- [WORK TO COMPLETE]
Only lines holding "woman" are wanted; copy each of them from the records below.

- [INFORMATION PROVIDED]
----------------------------------------

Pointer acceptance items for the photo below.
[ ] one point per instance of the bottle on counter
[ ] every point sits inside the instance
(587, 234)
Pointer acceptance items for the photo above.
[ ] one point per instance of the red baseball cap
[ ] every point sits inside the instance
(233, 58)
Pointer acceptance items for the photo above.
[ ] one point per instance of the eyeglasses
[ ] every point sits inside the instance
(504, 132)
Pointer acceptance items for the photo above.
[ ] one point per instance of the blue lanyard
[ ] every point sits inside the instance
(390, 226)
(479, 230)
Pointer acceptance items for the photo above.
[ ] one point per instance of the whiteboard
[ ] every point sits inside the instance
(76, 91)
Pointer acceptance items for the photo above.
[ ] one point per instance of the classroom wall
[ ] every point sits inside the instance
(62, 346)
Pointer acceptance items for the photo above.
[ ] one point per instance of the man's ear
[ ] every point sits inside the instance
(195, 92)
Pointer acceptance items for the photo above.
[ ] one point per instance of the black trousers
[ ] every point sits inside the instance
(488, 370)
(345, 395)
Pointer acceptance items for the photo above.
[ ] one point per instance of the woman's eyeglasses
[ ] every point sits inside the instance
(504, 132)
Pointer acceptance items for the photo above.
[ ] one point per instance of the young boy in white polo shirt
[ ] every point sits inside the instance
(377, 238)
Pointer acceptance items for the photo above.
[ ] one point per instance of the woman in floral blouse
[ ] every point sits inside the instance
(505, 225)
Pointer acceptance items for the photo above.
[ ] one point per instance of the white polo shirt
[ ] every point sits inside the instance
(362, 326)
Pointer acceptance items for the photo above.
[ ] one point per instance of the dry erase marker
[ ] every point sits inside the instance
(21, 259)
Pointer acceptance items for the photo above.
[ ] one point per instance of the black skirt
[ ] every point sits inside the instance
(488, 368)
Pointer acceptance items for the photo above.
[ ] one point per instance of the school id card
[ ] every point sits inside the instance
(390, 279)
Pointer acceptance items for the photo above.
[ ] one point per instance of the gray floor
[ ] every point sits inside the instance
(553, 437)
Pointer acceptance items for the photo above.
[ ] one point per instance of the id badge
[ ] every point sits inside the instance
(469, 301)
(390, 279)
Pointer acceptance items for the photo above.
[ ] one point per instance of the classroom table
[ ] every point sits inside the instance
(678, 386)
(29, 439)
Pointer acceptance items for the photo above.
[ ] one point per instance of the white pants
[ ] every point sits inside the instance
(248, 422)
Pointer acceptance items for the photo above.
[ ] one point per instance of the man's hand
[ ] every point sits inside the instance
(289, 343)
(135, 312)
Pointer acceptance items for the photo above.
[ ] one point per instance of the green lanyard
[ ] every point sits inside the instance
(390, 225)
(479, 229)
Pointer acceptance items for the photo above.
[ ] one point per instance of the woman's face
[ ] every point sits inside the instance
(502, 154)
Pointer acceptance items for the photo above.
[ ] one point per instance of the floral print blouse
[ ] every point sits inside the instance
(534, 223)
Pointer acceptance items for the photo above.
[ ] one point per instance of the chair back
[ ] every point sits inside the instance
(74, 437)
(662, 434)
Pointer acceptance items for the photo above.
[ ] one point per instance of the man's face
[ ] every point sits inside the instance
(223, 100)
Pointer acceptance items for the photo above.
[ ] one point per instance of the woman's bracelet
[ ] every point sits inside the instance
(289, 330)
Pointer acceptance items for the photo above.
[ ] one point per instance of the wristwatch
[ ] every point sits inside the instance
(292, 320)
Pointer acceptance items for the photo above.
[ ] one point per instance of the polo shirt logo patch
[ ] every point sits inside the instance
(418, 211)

----------------------------------------

- [RESULT FOR THIS TASK]
[ ] one point per instance of the woman's eyeglasses
[ ] one point per instance of the woman in floral blouse
[ ] one point per instance of the woman's face
[ ] one point per instance of the woman's bracelet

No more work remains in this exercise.